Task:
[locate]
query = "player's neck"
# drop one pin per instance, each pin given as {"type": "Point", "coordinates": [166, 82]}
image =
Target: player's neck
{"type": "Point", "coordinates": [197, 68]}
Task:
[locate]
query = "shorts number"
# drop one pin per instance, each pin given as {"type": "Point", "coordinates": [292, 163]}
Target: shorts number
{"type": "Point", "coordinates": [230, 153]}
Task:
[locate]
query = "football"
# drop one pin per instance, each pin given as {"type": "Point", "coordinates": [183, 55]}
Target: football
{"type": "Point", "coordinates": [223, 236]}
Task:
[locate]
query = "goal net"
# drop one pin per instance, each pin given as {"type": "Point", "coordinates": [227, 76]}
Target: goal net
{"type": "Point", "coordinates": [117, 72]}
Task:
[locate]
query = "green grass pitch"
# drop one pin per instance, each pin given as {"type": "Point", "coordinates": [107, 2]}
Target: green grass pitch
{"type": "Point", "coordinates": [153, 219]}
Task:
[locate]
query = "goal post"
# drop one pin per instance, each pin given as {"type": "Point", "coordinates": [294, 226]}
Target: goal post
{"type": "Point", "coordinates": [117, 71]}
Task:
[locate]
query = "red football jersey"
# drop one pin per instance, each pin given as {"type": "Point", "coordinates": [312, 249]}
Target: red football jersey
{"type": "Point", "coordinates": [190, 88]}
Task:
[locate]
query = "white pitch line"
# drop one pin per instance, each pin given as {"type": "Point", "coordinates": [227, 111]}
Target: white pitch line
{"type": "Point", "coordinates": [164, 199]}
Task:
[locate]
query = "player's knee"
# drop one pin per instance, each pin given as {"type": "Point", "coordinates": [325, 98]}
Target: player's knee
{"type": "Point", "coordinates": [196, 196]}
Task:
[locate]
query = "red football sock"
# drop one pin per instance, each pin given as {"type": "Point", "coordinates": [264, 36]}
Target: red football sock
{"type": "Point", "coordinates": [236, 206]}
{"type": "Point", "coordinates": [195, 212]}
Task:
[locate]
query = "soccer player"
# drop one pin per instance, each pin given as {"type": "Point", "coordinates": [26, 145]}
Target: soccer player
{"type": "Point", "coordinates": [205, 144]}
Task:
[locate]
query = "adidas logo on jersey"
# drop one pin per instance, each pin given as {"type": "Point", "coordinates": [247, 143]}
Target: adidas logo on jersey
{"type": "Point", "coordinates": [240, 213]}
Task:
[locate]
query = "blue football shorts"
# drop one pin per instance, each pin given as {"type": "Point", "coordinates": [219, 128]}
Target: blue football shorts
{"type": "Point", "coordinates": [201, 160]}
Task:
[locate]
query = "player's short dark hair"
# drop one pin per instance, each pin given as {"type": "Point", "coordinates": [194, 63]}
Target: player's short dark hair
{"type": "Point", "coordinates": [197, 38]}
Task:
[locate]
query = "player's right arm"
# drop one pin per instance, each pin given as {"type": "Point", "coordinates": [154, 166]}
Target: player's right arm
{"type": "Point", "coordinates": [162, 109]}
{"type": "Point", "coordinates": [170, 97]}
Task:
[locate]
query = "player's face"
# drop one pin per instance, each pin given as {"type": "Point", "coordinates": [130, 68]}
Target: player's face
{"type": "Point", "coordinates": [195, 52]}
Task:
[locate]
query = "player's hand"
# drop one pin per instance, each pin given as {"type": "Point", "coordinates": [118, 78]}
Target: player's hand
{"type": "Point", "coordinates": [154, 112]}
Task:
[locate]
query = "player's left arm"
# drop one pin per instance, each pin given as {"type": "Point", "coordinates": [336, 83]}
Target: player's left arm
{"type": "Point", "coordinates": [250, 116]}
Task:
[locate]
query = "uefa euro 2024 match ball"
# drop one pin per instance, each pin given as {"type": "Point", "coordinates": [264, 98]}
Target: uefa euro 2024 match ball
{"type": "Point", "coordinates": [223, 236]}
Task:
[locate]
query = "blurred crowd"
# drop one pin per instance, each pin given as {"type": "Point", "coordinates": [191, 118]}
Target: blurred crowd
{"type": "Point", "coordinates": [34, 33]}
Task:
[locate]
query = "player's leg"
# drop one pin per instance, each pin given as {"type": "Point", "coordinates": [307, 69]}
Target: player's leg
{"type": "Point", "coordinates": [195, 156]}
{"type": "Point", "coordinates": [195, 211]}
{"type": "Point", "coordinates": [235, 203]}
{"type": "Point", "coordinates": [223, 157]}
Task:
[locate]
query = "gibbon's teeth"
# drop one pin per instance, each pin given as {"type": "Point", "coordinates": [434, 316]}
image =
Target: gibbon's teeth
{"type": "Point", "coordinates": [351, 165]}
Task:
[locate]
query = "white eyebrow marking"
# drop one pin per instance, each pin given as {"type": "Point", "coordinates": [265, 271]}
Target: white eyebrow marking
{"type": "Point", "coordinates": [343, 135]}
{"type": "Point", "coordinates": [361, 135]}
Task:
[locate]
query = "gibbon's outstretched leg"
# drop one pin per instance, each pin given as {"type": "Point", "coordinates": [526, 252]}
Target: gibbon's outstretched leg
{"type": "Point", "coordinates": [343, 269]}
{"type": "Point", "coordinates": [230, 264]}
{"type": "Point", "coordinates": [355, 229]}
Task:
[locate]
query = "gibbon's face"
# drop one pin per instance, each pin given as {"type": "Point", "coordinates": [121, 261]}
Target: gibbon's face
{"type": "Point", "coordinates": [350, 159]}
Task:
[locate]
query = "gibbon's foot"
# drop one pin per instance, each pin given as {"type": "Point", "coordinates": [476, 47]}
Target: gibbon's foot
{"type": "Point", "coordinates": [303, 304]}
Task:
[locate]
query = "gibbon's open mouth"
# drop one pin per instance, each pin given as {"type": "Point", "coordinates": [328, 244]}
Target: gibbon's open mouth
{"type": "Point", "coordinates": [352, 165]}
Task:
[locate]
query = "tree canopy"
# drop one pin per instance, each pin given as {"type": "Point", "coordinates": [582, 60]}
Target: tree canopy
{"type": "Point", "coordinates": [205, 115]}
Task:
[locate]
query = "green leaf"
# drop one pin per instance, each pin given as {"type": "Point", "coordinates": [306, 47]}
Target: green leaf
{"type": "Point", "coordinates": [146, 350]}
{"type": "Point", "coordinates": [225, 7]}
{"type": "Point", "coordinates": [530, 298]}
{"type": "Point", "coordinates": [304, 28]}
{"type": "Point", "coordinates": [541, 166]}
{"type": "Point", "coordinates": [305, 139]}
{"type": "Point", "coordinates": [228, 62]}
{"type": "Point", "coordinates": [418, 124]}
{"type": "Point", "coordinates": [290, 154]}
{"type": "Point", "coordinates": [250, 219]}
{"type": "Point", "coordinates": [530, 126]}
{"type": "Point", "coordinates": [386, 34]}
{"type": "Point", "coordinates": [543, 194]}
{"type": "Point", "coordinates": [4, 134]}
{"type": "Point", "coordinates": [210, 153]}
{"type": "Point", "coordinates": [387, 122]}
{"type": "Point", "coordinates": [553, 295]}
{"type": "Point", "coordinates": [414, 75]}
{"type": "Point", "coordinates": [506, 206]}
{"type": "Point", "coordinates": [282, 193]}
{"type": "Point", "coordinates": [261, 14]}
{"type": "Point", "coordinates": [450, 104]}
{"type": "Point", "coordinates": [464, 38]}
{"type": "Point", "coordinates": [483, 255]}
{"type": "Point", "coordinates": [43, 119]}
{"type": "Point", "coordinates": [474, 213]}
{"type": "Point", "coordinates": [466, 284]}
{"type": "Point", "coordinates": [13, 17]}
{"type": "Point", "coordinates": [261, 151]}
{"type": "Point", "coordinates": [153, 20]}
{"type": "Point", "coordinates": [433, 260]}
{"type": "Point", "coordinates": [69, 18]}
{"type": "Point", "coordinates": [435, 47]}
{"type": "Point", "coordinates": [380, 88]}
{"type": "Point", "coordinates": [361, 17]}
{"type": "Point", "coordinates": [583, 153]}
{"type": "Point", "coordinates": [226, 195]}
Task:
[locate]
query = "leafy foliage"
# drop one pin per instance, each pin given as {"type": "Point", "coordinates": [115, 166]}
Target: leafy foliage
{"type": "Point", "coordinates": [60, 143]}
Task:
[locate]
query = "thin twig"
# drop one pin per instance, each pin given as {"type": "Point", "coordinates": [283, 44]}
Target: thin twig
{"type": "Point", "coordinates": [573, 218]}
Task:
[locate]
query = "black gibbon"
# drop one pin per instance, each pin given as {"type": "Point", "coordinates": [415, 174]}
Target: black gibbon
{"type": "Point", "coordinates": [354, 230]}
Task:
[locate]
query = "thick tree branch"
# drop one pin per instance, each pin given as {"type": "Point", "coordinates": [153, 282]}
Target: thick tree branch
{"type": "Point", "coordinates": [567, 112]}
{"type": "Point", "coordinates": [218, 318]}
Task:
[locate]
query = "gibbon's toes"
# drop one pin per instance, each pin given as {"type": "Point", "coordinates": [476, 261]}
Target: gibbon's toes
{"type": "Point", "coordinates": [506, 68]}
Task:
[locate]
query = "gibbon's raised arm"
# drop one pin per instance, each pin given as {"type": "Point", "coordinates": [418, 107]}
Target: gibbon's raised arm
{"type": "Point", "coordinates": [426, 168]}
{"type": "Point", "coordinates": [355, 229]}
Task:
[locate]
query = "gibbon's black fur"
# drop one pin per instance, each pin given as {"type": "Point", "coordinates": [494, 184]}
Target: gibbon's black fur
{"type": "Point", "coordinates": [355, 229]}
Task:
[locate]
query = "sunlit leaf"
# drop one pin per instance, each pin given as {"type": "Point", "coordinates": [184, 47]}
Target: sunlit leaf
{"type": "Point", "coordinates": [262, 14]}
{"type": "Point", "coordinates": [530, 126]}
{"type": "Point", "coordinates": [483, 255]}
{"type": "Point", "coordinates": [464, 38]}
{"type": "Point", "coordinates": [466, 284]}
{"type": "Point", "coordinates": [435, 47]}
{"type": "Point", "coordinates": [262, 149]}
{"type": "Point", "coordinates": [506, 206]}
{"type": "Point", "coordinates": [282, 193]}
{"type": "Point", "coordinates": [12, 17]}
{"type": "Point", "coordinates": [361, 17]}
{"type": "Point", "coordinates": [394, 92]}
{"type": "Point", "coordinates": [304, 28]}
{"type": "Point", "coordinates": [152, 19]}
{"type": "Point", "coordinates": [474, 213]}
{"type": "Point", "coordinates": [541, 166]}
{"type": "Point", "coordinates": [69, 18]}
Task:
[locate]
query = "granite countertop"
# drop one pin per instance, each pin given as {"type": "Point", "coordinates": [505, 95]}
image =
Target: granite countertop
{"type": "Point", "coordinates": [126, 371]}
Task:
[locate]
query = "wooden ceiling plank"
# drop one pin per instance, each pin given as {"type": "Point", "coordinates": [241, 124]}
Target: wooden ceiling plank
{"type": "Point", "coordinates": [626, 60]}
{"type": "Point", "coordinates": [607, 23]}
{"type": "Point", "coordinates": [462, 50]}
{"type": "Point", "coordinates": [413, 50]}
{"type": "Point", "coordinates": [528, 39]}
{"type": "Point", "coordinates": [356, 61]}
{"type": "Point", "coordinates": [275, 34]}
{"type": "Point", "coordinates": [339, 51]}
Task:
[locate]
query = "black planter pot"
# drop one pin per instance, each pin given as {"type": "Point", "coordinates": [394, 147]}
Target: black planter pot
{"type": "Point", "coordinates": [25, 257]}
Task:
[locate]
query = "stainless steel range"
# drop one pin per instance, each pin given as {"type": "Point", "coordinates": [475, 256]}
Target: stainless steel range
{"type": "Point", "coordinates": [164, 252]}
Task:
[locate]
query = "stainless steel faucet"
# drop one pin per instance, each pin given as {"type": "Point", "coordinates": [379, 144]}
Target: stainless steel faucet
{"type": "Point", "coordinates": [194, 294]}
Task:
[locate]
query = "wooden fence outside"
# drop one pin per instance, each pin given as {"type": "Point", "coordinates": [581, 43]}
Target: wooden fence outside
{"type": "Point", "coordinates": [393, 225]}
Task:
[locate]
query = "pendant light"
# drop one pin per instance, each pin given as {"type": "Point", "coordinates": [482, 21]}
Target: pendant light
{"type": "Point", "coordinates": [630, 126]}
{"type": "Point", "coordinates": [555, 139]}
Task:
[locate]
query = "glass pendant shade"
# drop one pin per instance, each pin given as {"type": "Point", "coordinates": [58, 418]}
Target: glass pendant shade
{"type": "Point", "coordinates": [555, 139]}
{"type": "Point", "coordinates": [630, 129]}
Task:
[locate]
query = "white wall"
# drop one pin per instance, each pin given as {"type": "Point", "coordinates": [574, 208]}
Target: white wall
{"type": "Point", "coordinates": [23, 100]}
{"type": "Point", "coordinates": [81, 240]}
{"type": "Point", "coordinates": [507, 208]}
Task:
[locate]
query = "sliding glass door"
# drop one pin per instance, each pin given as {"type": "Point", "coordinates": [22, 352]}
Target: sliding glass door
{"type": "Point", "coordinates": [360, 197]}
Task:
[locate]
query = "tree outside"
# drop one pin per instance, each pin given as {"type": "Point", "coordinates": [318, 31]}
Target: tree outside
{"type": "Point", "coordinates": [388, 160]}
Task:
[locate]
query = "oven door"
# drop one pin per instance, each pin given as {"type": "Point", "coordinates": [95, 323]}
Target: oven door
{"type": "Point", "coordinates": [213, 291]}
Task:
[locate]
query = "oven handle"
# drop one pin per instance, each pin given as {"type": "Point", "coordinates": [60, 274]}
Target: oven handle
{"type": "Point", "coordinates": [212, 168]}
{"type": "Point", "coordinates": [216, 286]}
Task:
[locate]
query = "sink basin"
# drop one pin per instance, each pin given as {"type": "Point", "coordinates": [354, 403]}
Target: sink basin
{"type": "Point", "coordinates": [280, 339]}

============

DIRECTIONS FOR THIS TASK:
Locate each line in the material above that contains the string "planter" and copy those lines out. Case counts, so a match must have the same capitalization.

RESULT FOR THIS EXERCISE:
query = "black planter pot"
Target: black planter pot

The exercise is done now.